- [BRIEF]:
What's needed is an exact copy of the lines from the one that contains "Target: fork tines" to the end of the data below, leaving the pictures out.
== INPUT ROWS ==
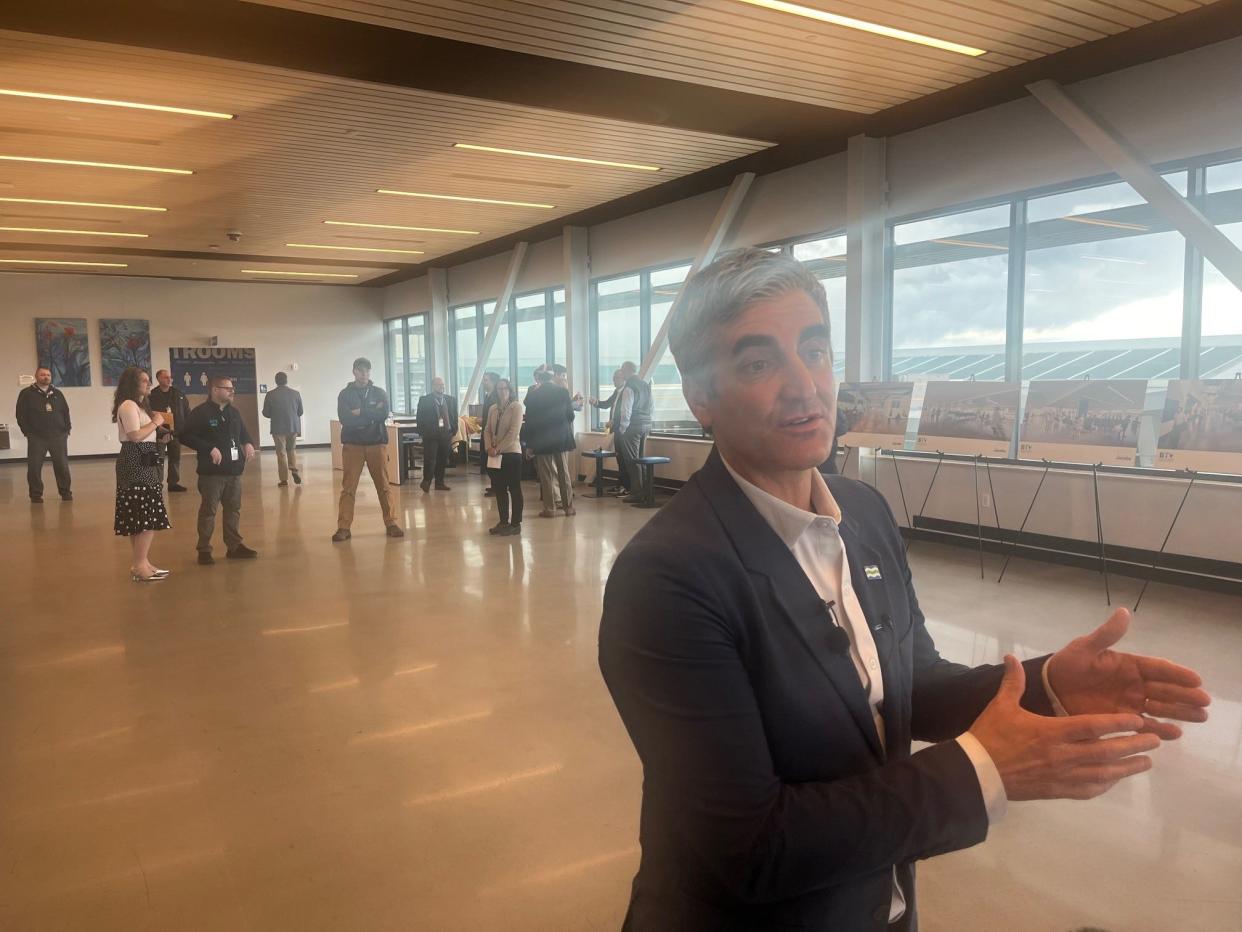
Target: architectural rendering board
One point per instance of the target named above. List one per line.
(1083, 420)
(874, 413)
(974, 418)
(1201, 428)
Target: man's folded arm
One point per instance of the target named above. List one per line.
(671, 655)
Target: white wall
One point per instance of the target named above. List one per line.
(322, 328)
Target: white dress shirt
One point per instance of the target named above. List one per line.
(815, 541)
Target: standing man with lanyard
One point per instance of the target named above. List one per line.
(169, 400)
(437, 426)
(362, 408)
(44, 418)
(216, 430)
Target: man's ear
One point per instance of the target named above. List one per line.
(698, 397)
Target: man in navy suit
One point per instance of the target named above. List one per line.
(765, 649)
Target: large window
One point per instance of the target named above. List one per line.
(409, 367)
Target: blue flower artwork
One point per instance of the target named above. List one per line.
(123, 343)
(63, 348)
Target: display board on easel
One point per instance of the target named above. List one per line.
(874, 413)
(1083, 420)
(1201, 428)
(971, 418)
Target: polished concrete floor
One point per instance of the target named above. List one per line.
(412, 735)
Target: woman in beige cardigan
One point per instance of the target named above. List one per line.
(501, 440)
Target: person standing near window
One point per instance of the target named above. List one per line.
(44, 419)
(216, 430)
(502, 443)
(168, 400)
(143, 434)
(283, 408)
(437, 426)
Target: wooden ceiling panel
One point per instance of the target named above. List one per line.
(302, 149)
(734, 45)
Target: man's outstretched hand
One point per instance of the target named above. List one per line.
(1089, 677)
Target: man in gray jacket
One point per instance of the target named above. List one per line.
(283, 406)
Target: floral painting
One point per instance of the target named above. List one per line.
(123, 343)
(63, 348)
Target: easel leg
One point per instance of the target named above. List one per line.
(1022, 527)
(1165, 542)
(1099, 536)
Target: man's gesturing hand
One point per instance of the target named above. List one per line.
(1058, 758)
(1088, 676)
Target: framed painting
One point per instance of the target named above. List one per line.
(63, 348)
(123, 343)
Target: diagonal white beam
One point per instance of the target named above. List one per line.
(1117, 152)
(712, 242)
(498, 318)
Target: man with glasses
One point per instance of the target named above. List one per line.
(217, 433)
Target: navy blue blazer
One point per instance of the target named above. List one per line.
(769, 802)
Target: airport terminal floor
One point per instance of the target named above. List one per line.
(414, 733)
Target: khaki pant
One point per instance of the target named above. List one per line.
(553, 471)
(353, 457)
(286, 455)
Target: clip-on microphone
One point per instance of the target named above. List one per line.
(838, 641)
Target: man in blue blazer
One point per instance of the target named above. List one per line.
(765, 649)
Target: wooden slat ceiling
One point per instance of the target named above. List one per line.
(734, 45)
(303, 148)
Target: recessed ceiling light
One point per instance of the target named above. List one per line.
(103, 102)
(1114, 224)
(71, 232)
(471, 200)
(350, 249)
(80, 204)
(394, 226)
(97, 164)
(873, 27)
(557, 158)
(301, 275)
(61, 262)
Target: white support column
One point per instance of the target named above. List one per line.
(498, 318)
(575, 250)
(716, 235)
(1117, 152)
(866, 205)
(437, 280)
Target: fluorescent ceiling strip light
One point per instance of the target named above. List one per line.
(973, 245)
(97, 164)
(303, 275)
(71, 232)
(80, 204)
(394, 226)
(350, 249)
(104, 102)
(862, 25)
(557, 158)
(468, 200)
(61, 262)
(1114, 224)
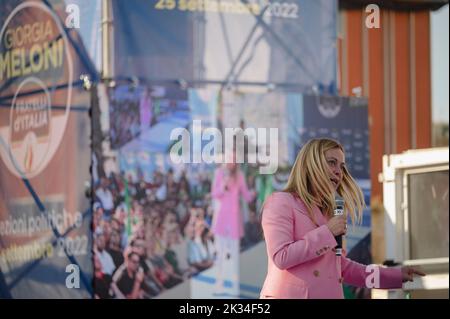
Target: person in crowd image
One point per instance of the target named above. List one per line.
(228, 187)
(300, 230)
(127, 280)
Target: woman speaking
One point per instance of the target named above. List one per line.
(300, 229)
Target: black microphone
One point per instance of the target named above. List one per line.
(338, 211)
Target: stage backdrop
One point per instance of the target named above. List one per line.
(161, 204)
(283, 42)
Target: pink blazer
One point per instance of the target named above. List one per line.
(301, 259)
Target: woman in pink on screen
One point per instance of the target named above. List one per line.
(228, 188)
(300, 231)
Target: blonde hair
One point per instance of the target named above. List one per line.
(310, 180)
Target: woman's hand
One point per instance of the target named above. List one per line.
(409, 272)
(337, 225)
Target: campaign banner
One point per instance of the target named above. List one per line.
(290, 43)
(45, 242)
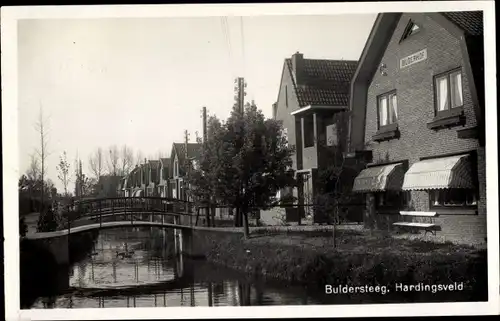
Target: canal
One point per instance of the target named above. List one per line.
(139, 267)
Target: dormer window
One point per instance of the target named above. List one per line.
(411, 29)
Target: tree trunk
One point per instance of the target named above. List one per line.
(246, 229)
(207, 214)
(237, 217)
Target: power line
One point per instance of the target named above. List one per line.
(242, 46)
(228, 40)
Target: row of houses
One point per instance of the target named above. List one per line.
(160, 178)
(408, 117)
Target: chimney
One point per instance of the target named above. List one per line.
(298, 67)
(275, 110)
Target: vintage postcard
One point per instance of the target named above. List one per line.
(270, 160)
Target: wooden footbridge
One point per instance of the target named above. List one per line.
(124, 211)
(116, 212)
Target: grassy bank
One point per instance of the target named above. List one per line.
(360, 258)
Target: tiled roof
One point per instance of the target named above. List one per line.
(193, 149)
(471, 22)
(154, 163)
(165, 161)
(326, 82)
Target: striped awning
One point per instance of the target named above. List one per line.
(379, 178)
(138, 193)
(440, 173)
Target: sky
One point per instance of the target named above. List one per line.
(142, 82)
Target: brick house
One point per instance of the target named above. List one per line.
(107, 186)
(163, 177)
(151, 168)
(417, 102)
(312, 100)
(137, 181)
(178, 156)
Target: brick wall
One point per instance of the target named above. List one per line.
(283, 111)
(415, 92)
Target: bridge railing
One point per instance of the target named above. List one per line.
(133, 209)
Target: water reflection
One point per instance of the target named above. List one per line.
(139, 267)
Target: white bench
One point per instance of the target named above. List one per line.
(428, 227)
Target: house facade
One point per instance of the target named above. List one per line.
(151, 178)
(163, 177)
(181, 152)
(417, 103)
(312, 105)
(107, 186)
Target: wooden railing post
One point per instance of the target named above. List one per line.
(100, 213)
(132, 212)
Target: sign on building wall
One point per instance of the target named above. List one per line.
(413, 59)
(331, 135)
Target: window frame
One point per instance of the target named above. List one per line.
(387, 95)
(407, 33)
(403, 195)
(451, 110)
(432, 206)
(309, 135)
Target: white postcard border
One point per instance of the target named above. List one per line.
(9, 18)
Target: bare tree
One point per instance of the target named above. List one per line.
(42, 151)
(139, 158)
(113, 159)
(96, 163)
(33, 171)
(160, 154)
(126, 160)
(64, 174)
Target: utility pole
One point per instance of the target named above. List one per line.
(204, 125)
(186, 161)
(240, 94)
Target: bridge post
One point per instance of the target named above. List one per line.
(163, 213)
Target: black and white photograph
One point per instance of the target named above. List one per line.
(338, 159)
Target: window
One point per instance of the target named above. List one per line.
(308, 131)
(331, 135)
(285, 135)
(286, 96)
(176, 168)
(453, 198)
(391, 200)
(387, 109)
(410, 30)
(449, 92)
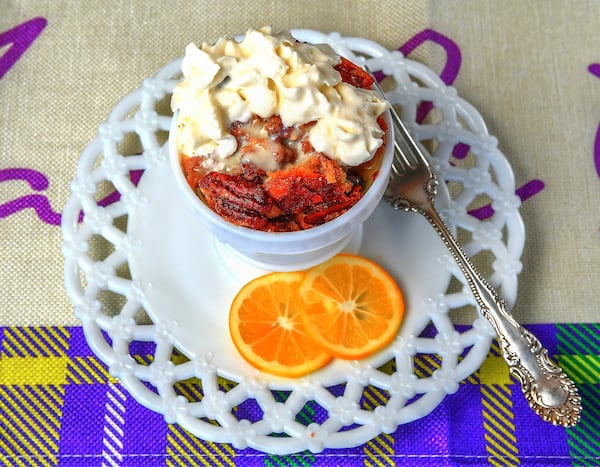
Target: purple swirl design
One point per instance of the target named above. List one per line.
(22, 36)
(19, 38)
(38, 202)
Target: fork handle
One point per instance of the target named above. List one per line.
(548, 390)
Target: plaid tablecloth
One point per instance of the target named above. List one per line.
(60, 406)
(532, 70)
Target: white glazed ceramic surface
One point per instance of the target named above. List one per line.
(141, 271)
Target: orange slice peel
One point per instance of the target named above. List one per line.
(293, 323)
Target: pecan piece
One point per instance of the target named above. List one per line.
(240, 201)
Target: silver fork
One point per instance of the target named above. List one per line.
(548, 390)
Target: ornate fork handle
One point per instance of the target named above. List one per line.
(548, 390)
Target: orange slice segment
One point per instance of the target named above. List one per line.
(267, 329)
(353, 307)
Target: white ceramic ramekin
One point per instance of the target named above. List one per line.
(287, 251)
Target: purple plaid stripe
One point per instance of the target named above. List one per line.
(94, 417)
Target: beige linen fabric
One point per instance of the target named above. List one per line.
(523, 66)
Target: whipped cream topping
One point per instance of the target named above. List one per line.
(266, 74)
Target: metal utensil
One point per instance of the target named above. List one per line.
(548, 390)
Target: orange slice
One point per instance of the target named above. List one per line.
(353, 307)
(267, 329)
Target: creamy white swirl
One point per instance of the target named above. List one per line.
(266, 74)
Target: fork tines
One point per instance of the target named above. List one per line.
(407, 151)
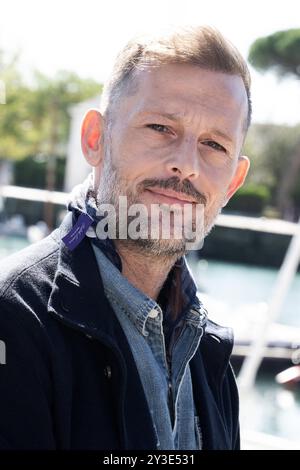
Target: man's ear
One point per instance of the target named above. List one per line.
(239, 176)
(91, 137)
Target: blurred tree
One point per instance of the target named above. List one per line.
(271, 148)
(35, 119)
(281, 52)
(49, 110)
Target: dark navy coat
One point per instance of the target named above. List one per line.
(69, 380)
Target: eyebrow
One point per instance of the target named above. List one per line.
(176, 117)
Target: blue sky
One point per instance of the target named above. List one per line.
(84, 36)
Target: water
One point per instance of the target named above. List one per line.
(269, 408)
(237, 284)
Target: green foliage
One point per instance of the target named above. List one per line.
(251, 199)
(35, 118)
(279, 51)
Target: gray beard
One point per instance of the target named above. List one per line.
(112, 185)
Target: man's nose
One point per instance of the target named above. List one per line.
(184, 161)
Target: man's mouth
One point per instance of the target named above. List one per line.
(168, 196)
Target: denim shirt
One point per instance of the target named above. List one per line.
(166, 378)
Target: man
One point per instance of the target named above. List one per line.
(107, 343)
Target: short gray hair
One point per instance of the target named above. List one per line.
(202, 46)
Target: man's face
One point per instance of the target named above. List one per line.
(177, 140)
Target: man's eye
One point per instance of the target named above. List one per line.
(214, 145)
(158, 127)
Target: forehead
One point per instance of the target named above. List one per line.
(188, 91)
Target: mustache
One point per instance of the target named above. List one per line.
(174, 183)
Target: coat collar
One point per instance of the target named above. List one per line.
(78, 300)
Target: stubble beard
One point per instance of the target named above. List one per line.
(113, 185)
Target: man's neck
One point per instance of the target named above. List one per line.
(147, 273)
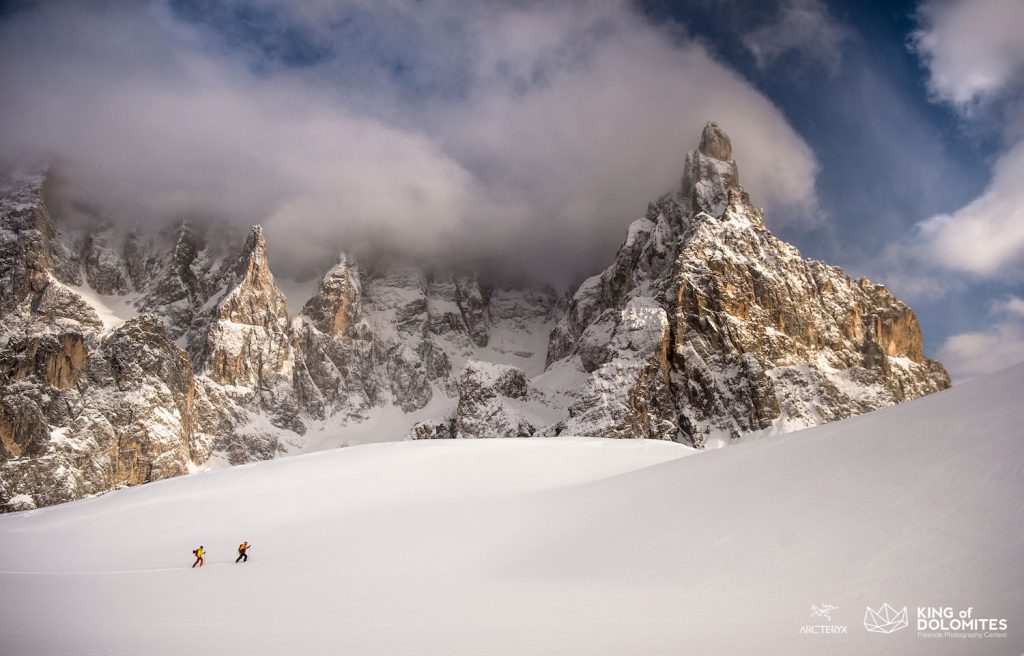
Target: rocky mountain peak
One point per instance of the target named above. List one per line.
===
- [RESPONSE TO THIS TASK]:
Target: fork tines
One point per instance of the target named above. List one per line.
(407, 151)
Target: man's ear
One point per instance of the target named above. List one per line.
(239, 176)
(91, 137)
Target: blurred tree
One point per instance of the target named above. List one per line.
(271, 148)
(35, 119)
(281, 52)
(49, 110)
Target: dark navy coat
One point per instance of the target named above. List one per line.
(69, 380)
Target: eyebrow
One point per instance of the target named above. List one per line.
(176, 117)
Target: blue sky
One point per instance of the target named above. List one per line.
(84, 36)
Target: water
One point per instance of the target named above. List one per line.
(269, 408)
(237, 284)
Target: green foliage
One point per instance of the target named above. List one per line.
(251, 199)
(35, 118)
(279, 51)
Target: gray beard
One point per instance of the target named above. List one per line.
(112, 185)
Target: man's nose
One point per instance of the target named above. List one per line.
(184, 161)
Target: man's mouth
One point per instance of the target named above. List one per line.
(168, 196)
Target: denim shirt
One point per instance of the target named above. List one per line.
(166, 378)
Target: man
One point per instance of the target named above. List one per line.
(107, 343)
Target: short gray hair
One point per instance of the target named above. List one per line.
(202, 46)
Target: man's face
One point per instance of the target named above. List one per line.
(177, 140)
Target: man's eye
One point per instance of the target named above. List one per line.
(214, 145)
(158, 127)
Target: forehead
One point per instance of the target named above. List one per line.
(188, 91)
Target: mustache
One point per instance of the target named above. List one per line.
(174, 183)
Target: coat collar
One point per instance of the target named above. List one per line.
(78, 300)
Target: stubble beard
One point per instance of the target named above. List one per line.
(113, 185)
Target: man's neck
One point per instance of the target named above. List one per line.
(147, 273)
Target: rocky mountain peak
One point per instance of the target named above. List one per line.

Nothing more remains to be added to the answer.